- Aim
Below is a block of records; return all of them exactly, but without the images.

- Exercise data
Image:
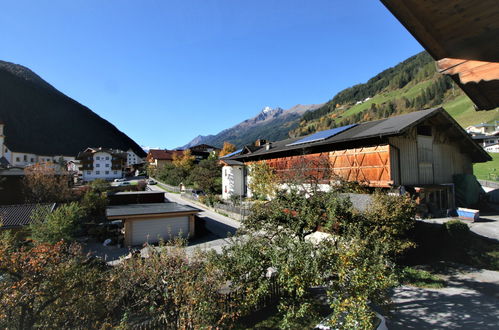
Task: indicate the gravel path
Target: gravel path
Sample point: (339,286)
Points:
(470,301)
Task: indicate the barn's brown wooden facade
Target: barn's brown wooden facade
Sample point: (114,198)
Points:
(422,148)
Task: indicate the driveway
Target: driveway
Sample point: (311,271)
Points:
(220,226)
(470,301)
(486,226)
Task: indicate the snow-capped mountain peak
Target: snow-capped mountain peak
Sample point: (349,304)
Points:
(267,109)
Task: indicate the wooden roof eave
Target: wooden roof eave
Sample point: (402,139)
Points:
(151,215)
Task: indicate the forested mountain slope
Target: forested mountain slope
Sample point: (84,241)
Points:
(409,86)
(39,119)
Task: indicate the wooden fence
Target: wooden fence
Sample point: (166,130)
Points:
(489,184)
(174,189)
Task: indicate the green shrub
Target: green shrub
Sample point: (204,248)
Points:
(456,229)
(61,224)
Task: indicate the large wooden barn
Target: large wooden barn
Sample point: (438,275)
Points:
(421,149)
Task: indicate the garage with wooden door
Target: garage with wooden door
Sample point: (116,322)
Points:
(153,222)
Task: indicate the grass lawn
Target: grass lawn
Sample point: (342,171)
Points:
(420,278)
(488,170)
(435,244)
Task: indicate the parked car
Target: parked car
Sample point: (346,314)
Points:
(198,193)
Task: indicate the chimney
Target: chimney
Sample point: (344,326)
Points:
(260,142)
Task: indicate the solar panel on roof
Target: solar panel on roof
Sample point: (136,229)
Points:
(322,135)
(232,153)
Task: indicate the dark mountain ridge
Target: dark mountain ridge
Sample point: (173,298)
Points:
(41,120)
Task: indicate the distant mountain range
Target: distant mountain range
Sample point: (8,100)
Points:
(271,123)
(41,120)
(411,85)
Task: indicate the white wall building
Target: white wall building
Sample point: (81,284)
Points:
(101,163)
(132,158)
(492,148)
(233,179)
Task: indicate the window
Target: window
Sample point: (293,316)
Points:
(424,130)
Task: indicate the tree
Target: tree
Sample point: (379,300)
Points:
(47,183)
(50,286)
(185,161)
(172,175)
(263,183)
(61,224)
(355,265)
(94,204)
(169,288)
(227,149)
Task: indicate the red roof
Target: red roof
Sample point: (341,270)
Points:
(162,154)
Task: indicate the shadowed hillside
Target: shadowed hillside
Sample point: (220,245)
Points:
(39,119)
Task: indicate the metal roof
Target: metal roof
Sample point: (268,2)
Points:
(232,153)
(373,129)
(13,216)
(146,209)
(322,135)
(231,162)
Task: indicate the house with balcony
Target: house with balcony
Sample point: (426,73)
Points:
(101,163)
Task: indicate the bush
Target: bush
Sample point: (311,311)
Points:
(99,185)
(457,230)
(61,224)
(209,200)
(94,204)
(390,218)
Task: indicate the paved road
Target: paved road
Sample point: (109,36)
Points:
(487,225)
(220,226)
(470,301)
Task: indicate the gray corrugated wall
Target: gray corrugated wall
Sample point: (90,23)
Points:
(447,161)
(408,147)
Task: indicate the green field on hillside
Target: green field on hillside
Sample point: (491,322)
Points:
(488,170)
(461,108)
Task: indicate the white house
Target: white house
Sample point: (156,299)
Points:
(233,179)
(22,159)
(132,158)
(101,163)
(492,148)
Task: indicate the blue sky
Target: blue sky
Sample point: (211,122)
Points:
(166,71)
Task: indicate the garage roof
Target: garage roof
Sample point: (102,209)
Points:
(146,209)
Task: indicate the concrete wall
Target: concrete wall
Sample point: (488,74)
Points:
(233,181)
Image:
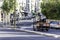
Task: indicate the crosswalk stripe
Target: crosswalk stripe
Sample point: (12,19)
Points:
(10,35)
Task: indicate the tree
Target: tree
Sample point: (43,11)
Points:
(8,6)
(51,9)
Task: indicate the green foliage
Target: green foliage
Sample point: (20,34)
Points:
(51,9)
(8,5)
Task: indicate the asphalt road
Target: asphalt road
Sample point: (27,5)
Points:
(7,34)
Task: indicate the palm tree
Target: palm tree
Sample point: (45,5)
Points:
(8,6)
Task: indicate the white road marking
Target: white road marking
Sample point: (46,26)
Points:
(11,35)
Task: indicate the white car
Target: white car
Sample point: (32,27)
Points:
(54,24)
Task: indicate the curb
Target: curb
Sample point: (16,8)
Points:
(40,33)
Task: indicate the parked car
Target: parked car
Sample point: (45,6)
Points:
(54,24)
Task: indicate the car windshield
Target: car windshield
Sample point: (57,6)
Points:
(54,22)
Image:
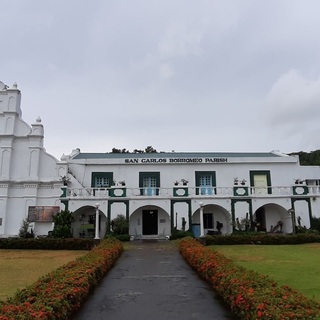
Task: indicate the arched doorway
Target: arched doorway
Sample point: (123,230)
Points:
(213,216)
(149,221)
(85,222)
(272,218)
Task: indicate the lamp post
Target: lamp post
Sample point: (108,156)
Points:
(97,205)
(201,220)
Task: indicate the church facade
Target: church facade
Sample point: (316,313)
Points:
(206,192)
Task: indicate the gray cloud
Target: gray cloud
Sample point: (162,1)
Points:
(206,75)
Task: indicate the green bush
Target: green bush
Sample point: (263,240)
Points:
(122,237)
(60,293)
(249,294)
(315,223)
(47,244)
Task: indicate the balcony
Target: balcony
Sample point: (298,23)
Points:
(192,192)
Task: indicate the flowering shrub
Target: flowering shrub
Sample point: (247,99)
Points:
(262,238)
(47,243)
(61,292)
(249,294)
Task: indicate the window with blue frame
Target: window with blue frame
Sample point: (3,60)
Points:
(149,183)
(205,182)
(101,179)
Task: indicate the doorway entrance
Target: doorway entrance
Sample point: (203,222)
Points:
(149,222)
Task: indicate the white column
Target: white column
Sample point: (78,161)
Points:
(97,205)
(201,220)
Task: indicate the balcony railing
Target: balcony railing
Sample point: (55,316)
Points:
(191,192)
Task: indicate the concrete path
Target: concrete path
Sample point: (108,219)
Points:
(152,281)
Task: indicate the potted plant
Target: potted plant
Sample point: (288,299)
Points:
(184,182)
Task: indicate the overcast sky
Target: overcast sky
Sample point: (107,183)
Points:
(237,75)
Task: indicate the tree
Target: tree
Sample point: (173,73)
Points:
(62,224)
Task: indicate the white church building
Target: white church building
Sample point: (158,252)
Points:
(205,192)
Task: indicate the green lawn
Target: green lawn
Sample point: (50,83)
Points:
(19,268)
(297,266)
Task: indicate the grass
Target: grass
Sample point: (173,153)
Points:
(294,265)
(19,268)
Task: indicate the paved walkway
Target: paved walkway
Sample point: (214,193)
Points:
(152,281)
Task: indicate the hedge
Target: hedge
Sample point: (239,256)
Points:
(249,294)
(262,238)
(47,243)
(60,293)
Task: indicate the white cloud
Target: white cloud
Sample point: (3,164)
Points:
(294,98)
(166,71)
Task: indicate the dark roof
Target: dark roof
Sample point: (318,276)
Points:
(176,155)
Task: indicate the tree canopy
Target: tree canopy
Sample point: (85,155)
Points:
(148,149)
(308,158)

- The reply
Image:
Task: indicate the gravel path
Target: gravel path
Sample point: (339,286)
Points:
(470,301)
Task: indicate the barn's brown wooden facade
Target: barn's brown wooden facade
Sample point: (114,198)
Points:
(422,148)
Task: indicate the driveway
Target: driveway
Sample point: (311,271)
Points:
(220,226)
(470,301)
(486,226)
Task: indicate the snow-capped mountain peak
Target: snow-capped mountain peak
Sample point: (349,304)
Points:
(267,109)
Task: indicate the wooden roof eave
Target: wooden roof eave
Sample point: (402,139)
Points:
(151,215)
Task: indicate the forested mountain slope
Target: forested mountain slope
Sample point: (84,241)
Points:
(409,86)
(39,119)
Task: indicate the wooden fence
Target: wooden fence
Sample point: (166,130)
Points:
(489,184)
(174,189)
Task: indicate the green shrub
Target: green shrub
Sample point: (204,248)
Points:
(456,229)
(61,224)
Task: indicate the large wooden barn
Target: large wooden barn
Sample point: (438,275)
Points:
(421,149)
Task: indicate the garage with wooden door
Target: garage with wooden door
Sample point: (116,322)
Points:
(153,222)
Task: indicate the grass lawn
Target: grass lawn
Sample point: (342,171)
Points:
(420,278)
(488,170)
(435,244)
Task: indicate the parked car
Target: parked car
Sample point: (346,314)
Points:
(198,193)
Task: indicate the chimney
Target: chimney
Sample point: (344,326)
Points:
(260,142)
Task: indicate the solar panel on roof
Target: solar panel on roof
Sample point: (136,229)
Points:
(322,135)
(232,153)
Task: indicate the dark mountain ridge
Target: dark mountain ridge
Sample point: (173,298)
Points:
(41,120)
Task: indicate the distant mountain range
Target: distant mountain range
Sample point: (8,100)
Points:
(271,123)
(41,120)
(411,85)
Task: indicate the white wall building
Target: white wall building
Sample point: (81,284)
Points:
(101,163)
(132,158)
(492,148)
(233,179)
Task: indicate the window
Target: window
Sample point: (293,316)
Points:
(424,130)
Task: indicate the tree
Target: tree
Sample point: (379,300)
Points:
(47,183)
(50,286)
(185,161)
(172,175)
(263,183)
(61,224)
(355,265)
(94,204)
(169,288)
(227,149)
Task: indicate the red roof
Target: red roof
Sample point: (341,270)
Points:
(162,154)
Task: indicate the shadowed hillside
Target: shadowed hillside
Sample point: (220,245)
Points:
(39,119)
Task: indicate the metal roof
Target: metal roof
Sample point: (268,2)
Points:
(232,153)
(373,129)
(13,216)
(146,209)
(322,135)
(231,162)
Task: indicate the house with balcony
Target: house with balcony
Sample point: (426,73)
Points:
(101,163)
Task: indicate the bush
Target: bush
Sample point: (311,311)
Points:
(99,185)
(457,230)
(61,224)
(209,200)
(94,204)
(390,218)
Task: indicate the paved road
Target: paved road
Sample point: (109,36)
Points:
(487,225)
(220,226)
(470,301)
Task: indicate the gray corrugated wall
Target: gray corrugated wall
Sample point: (90,23)
Points:
(447,161)
(408,147)
Task: indicate the green field on hillside
Target: green field on hillside
Sample point: (491,322)
Points:
(488,170)
(461,108)
Task: indicate the white house
Target: white house
Sample point: (156,299)
Points:
(233,179)
(22,159)
(132,158)
(101,163)
(492,148)
Task: indicate the blue sky
Target: blue sky
Sample point: (211,122)
Points:
(166,71)
Task: indicate the garage roof
Target: garage roof
Sample point: (102,209)
Points:
(146,209)
Task: indicate the concrete wall
Target: concrete wall
Sample point: (488,74)
Points:
(233,181)
Image:
Task: indicate the crosswalk stripe
Target: crosswalk stripe
Sample point: (12,19)
Points:
(10,35)
Task: indicate the tree
Target: tree
Sample point: (43,11)
Points:
(8,6)
(51,9)
Task: indicate the green foliage
Target: green foliage
Sample point: (20,34)
Points:
(51,9)
(8,5)
Task: indicate the asphalt road
Target: asphalt road
Sample point: (27,5)
Points:
(7,34)
Task: indicate the palm tree
Target: palm tree
Sample point: (45,5)
Points:
(8,6)
Task: indicate the white road marking
Target: white road marking
Sample point: (46,26)
Points:
(11,35)
Task: indicate the white car
Target: white car
Sample point: (32,27)
Points:
(54,24)
Task: indicate the curb
Target: curb
Sample point: (16,8)
Points:
(40,33)
Task: indicate the parked car
Target: parked car
Sample point: (45,6)
Points:
(54,24)
Task: indicate the car windshield
Target: car windshield
Sample point: (57,6)
Points:
(54,22)
Image:
Task: indicate the arched doorway
Target: arched doorway
Sample point: (123,230)
Points:
(213,216)
(149,221)
(85,222)
(272,218)
Task: indicate the lamp post
Target: lamp post
Sample point: (108,156)
Points:
(97,205)
(201,220)
Task: indicate the church facade
Target: church facade
Sample point: (316,313)
Points:
(206,192)
Task: indicate the gray cloud
Target: gray cloud
Sample point: (162,1)
Points:
(206,75)
Task: indicate the green bush
Target: green bush
Sample point: (263,240)
Points:
(122,237)
(60,293)
(249,294)
(315,223)
(47,244)
Task: indicate the balcony
Target: balcony
Sample point: (298,23)
Points:
(192,192)
Task: indicate the flowering shrub
Target: flowering shrub
Sample point: (247,99)
Points:
(262,238)
(47,243)
(61,292)
(249,294)
Task: indicate the window with blue frame
Target: window with blue frame
Sample point: (3,60)
Points:
(149,183)
(205,182)
(101,179)
Task: indicate the doorway entrance
Target: doorway entrance
Sample point: (203,222)
Points:
(149,222)
Task: indicate the white column
Target: white column
Sample point: (78,161)
Points:
(97,205)
(201,220)
Task: indicate the balcony railing
Target: balcony railing
Sample point: (55,316)
Points:
(191,192)
Task: indicate the concrete path
Target: concrete path
Sample point: (108,219)
Points:
(152,281)
Task: indicate the potted plant
Target: potted plant
Sample point: (288,299)
Points:
(184,182)
Task: indicate the overcast sky
Target: overcast sky
Sample point: (107,183)
Points:
(237,75)
Task: indicate the tree
Target: tree
Sample point: (173,73)
Points:
(62,224)
Task: indicate the white church building
Target: white church building
Sample point: (158,252)
Points:
(205,192)
Task: indicate the green lawn
Target: green lawn
Sample point: (50,83)
Points:
(19,268)
(297,266)
Task: indicate the grass
Target: grass
Sample point: (173,153)
Points:
(294,265)
(19,268)
Task: indicate the paved walkway
Target: paved walkway
Sample point: (214,193)
Points:
(152,281)
Task: indicate the hedge
Target: hedge
Sample point: (239,256)
Points:
(249,294)
(262,238)
(47,243)
(60,293)
Task: indicate the white cloud
Target: white cloud
Sample point: (3,164)
Points:
(294,98)
(166,71)
Task: indicate the dark roof
Target: dark roof
Sample point: (318,276)
Points:
(176,155)
Task: indicate the tree canopy
Target: tree canopy
Sample point: (85,155)
Points:
(148,149)
(308,158)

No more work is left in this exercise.